Your instructions: Rewrite the rows below, substituting "Label" for every occurrence of "Query" and leaving everything else unchanged.

Dataset excerpts:
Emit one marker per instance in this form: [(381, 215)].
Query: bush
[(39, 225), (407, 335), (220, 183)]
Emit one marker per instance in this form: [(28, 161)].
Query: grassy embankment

Reply to the task:
Emit one marker per instance in this form: [(381, 215)].
Label: bush
[(39, 225), (407, 335), (220, 183)]
Emit one marker per instance in this form: [(28, 161)].
Label: grassy embankment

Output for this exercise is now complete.